-- Stated goal A --
Count the lines in the entries below that contain the word "waterfall", and give only that number.

[start of Page]

The second major category though that I would say we are going to continue to invest in is this new share point solution. We brought that to market in December as product point. I would say that that's had a nice embrace by the marketplace, not that meaningful yet to revenue because it's brand new and a lot of our initial sales are in the channel. But I think that we are getting great feedback from customers large and small that decide via of building out of PLM footprint on Microsoft share points a killer app and worth investing in so we are going to invest in that as well.
- Analyst
A tactical question probably for Neil but with regard to, if I'm a salesman and I close a large deal, let's say it's a $1 million deal, do I get paid a commission or roughly I don't know whatever it is 10% or something on both the license and the services value or just the license or does it end up being still roughly 10% of the $1 million?
- EVP, CFO
Thanks for relegating me to the tactical question.
- Analyst
It's a fun time.
- EVP, CFO
The answers is you get paid a commission on both but the commission on the license portion of the transaction is much more significant.
- Analyst
Got it. Okay. Those are my questions. Thank you.
Operator
Next question is from Mike Olson of Piper Jaffray.

[end of Page]

-- Stated goal B --
Quote the earnings call transcript above verbatim, everything from "The second major" down to "that as well.".

[start of Exercise inputs]

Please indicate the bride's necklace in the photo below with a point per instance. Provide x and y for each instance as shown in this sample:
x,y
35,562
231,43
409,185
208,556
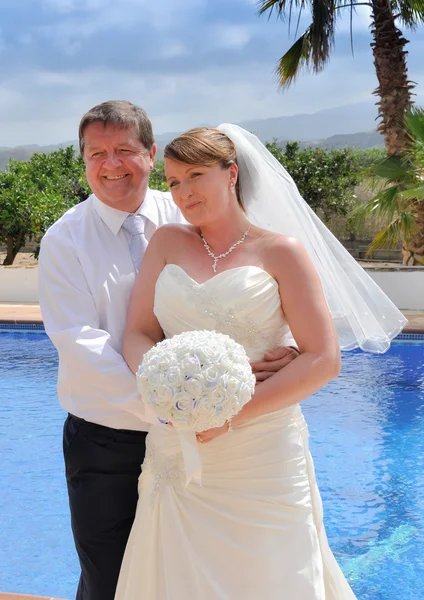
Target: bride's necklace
x,y
224,254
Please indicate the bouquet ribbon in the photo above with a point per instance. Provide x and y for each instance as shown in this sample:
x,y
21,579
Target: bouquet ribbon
x,y
191,456
189,449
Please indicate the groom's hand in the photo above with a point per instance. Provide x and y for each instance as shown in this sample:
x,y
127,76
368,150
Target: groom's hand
x,y
273,361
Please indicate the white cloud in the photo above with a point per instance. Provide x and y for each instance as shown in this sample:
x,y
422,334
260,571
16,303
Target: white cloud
x,y
361,20
230,36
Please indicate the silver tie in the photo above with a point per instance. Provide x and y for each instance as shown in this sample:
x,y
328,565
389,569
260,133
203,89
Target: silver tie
x,y
134,224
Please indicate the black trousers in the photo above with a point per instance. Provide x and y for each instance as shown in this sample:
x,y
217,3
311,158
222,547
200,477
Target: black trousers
x,y
102,470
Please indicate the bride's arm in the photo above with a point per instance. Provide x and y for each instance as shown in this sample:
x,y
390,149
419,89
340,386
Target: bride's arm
x,y
307,314
142,330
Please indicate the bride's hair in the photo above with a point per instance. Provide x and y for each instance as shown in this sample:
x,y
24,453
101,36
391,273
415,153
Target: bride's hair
x,y
204,146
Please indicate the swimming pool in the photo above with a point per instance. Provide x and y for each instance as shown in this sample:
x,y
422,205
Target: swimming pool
x,y
367,439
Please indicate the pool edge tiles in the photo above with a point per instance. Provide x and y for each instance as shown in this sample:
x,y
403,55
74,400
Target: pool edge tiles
x,y
28,327
10,596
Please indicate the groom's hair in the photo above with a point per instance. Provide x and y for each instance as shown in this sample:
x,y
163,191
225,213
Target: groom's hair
x,y
204,146
122,114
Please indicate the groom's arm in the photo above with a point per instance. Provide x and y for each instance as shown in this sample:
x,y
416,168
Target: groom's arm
x,y
93,373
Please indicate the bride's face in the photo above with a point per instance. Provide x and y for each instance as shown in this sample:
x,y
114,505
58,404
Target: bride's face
x,y
202,193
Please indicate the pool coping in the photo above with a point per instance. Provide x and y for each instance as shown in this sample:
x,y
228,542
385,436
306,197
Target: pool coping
x,y
10,596
30,315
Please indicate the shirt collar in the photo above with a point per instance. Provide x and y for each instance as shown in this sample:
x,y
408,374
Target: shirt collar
x,y
114,218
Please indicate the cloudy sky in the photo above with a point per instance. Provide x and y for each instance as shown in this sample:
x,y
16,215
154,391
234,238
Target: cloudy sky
x,y
187,62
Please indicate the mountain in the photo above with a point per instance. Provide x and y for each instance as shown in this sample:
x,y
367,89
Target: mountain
x,y
332,128
25,152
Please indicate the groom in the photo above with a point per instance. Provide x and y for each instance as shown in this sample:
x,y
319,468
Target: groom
x,y
87,266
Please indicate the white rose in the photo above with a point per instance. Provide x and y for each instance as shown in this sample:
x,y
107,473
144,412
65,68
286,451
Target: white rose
x,y
156,379
232,385
182,402
193,387
164,363
211,374
174,377
190,366
245,393
218,395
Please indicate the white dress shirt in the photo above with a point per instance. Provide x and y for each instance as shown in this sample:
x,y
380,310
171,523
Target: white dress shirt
x,y
85,280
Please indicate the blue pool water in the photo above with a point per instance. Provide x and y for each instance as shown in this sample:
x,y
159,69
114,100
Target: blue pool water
x,y
367,439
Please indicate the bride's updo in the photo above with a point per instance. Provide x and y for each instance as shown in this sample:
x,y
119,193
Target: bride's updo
x,y
204,146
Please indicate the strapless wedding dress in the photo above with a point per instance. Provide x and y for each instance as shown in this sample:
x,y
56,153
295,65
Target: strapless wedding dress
x,y
254,529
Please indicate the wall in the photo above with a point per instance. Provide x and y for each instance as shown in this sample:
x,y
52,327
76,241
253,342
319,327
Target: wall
x,y
18,284
403,285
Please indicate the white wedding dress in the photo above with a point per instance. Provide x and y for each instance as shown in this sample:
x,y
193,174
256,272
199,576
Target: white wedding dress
x,y
254,529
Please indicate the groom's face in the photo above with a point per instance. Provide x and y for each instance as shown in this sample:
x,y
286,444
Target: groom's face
x,y
117,165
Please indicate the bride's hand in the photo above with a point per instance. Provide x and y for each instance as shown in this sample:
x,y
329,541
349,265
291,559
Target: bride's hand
x,y
273,361
210,434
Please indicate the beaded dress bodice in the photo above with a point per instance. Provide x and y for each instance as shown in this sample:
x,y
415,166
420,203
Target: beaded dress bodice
x,y
242,302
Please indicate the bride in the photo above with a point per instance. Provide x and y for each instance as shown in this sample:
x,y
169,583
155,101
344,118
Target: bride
x,y
253,528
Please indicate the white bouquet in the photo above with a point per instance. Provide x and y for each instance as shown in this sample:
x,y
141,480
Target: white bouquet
x,y
196,380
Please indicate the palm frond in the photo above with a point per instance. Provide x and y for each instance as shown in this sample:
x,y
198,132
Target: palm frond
x,y
388,237
322,31
385,204
414,193
411,12
414,120
294,59
393,168
277,6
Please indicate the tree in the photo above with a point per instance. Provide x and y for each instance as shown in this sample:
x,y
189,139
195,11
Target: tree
x,y
401,198
313,48
34,194
326,178
157,179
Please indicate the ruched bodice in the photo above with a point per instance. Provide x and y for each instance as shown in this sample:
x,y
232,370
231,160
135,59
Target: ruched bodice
x,y
251,527
243,302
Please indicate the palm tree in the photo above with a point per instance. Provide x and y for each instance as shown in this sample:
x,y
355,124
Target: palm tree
x,y
401,199
313,48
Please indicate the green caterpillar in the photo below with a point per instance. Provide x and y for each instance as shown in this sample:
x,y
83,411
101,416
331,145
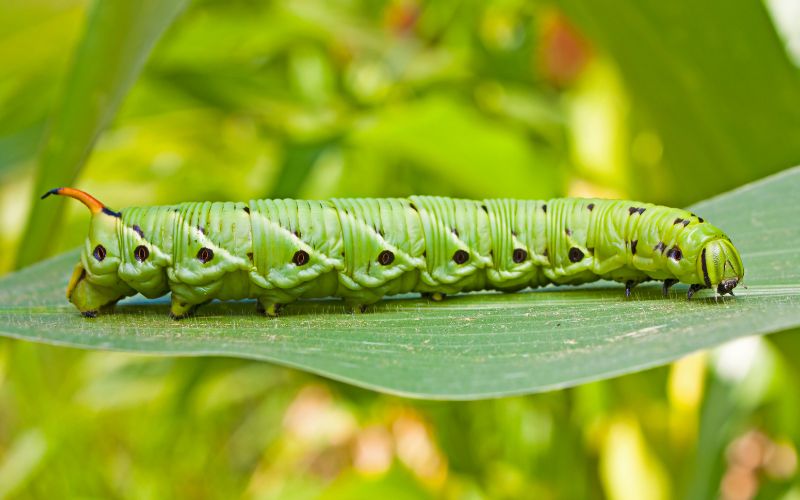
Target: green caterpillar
x,y
278,251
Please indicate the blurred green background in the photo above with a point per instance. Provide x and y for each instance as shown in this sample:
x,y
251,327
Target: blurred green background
x,y
669,102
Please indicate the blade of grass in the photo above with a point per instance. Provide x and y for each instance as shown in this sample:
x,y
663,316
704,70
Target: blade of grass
x,y
468,347
116,42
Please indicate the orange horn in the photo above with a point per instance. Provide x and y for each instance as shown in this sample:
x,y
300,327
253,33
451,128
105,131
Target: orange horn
x,y
92,203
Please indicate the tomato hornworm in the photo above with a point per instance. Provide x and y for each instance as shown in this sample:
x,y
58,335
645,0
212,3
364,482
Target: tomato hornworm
x,y
361,249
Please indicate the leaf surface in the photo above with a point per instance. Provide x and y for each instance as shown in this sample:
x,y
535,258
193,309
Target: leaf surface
x,y
469,346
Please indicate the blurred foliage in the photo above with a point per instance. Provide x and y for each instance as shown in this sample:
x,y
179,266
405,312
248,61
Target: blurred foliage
x,y
668,101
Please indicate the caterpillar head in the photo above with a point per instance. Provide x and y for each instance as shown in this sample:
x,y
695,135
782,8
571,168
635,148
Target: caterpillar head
x,y
720,264
95,283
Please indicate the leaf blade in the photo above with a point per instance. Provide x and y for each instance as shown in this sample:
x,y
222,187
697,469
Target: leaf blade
x,y
468,347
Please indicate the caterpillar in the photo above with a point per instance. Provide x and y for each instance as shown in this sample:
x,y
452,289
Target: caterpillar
x,y
278,251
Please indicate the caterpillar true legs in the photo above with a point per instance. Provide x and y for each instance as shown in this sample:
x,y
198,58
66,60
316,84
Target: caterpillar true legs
x,y
278,251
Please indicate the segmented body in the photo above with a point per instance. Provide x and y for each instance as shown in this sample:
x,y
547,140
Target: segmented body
x,y
279,251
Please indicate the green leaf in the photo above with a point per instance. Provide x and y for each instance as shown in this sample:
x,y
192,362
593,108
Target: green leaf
x,y
116,42
703,87
469,346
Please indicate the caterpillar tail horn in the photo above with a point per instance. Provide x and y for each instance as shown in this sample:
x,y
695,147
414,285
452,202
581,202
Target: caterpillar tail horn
x,y
93,204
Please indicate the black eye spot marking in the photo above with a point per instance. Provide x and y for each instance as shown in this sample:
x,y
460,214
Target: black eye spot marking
x,y
675,253
205,254
141,253
460,257
575,254
300,258
385,258
99,253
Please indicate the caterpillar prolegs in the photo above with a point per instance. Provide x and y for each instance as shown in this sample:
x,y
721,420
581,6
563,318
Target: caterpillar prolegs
x,y
278,251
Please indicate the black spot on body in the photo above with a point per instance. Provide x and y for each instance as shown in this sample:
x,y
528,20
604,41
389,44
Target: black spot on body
x,y
575,254
205,254
385,258
99,253
460,257
705,268
300,258
141,253
675,253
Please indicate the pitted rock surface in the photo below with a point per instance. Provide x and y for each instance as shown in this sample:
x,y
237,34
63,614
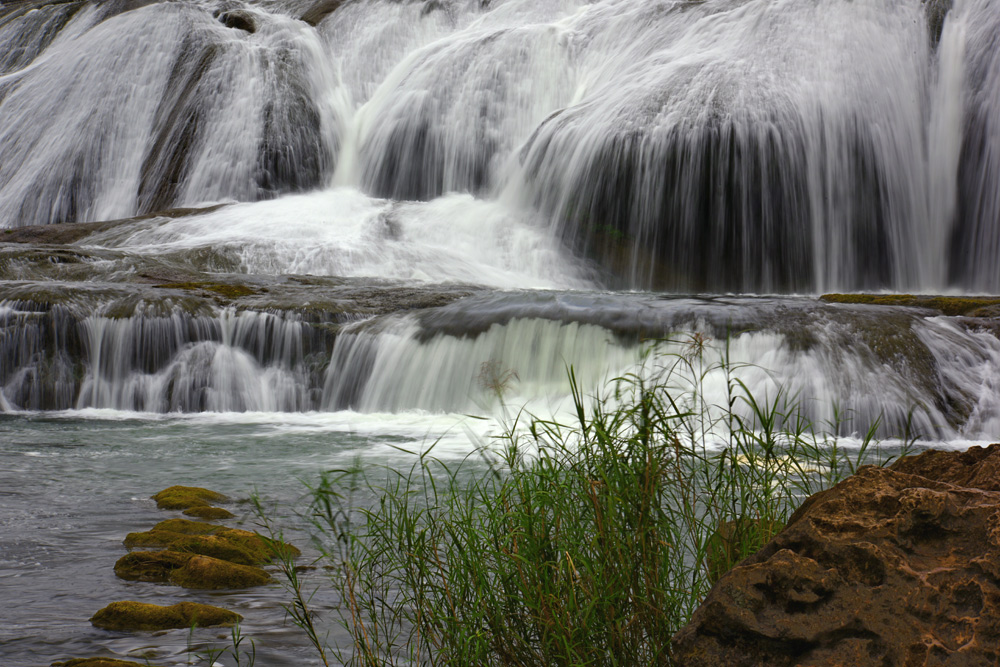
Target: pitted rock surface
x,y
885,569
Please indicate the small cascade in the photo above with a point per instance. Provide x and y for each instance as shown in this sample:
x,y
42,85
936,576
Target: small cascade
x,y
53,359
158,107
844,367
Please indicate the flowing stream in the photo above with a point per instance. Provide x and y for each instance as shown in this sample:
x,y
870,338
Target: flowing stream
x,y
244,241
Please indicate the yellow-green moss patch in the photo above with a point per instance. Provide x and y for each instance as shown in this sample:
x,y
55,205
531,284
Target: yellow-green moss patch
x,y
205,572
209,513
971,306
131,616
232,544
184,497
154,566
222,289
189,527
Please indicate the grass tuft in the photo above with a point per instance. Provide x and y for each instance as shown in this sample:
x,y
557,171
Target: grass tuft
x,y
585,541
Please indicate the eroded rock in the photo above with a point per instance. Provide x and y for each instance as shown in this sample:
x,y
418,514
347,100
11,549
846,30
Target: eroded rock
x,y
132,616
886,568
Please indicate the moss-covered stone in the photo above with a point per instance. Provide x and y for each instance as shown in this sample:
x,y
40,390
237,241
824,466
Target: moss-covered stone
x,y
131,616
154,566
232,544
100,662
970,306
224,290
209,513
205,572
188,527
184,497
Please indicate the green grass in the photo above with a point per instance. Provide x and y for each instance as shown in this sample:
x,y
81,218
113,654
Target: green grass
x,y
588,541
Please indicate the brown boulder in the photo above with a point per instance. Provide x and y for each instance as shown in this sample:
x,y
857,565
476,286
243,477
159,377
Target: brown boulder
x,y
975,468
886,568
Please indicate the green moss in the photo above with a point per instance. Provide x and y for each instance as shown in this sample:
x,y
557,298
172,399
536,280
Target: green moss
x,y
188,527
231,544
209,513
946,305
131,616
184,497
205,572
153,566
99,662
222,289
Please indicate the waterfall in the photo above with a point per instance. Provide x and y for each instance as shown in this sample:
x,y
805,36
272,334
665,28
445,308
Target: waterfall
x,y
846,367
733,145
525,153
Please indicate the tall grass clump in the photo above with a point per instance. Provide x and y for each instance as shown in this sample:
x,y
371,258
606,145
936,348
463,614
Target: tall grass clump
x,y
580,541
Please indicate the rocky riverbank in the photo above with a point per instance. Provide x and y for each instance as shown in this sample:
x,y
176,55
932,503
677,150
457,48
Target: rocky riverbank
x,y
893,566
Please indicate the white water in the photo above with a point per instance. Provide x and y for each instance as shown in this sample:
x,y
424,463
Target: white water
x,y
744,145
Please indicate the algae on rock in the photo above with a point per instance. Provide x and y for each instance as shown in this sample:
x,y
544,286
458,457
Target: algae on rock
x,y
130,615
185,497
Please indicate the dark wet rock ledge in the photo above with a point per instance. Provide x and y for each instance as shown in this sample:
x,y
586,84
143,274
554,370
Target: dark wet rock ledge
x,y
895,566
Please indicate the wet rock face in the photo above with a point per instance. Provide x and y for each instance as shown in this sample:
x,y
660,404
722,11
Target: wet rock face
x,y
886,568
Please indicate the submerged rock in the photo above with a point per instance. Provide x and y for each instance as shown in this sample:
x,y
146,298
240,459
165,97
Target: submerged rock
x,y
132,616
205,572
152,566
969,306
188,570
239,19
886,568
232,544
184,497
320,10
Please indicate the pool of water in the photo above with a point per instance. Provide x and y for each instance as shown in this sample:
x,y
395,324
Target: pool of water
x,y
72,485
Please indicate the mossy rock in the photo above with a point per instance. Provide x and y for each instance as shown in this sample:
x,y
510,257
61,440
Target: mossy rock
x,y
188,527
232,544
207,573
141,616
221,289
154,566
185,497
221,547
209,513
99,662
954,306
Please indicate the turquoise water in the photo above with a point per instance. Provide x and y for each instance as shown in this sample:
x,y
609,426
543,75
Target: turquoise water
x,y
73,485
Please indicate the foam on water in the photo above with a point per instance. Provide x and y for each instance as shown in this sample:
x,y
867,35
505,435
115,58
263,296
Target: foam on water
x,y
746,145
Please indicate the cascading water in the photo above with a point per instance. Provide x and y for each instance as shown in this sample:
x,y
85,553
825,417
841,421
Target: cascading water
x,y
733,145
245,240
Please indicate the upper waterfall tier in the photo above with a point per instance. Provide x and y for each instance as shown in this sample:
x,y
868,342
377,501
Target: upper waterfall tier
x,y
715,145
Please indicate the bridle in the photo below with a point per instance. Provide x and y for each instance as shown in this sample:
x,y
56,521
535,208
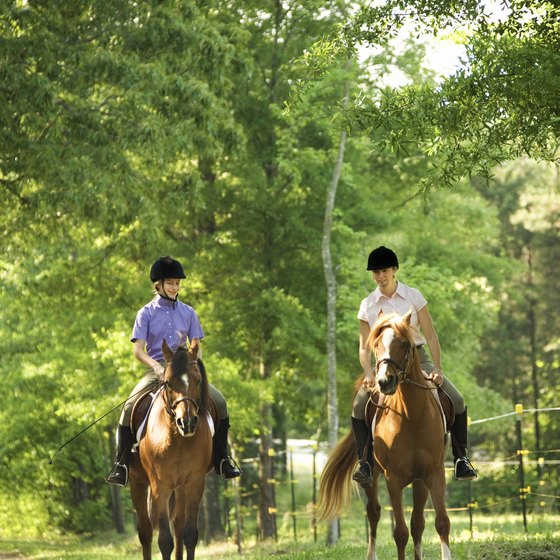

[end of Exercise inputs]

-- Expected answer A --
4

-- Expected answer B --
The second major category though that I would say we are going to continue to invest in is this new share point solution. We brought that to market in December as product point. I would say that that's had a nice embrace by the marketplace, not that meaningful yet to revenue because it's brand new and a lot of our initial sales are in the channel. But I think that we are getting great feedback from customers large and small that decide via of building out of PLM footprint on Microsoft share points a killer app and worth investing in so we are going to invest in that as well.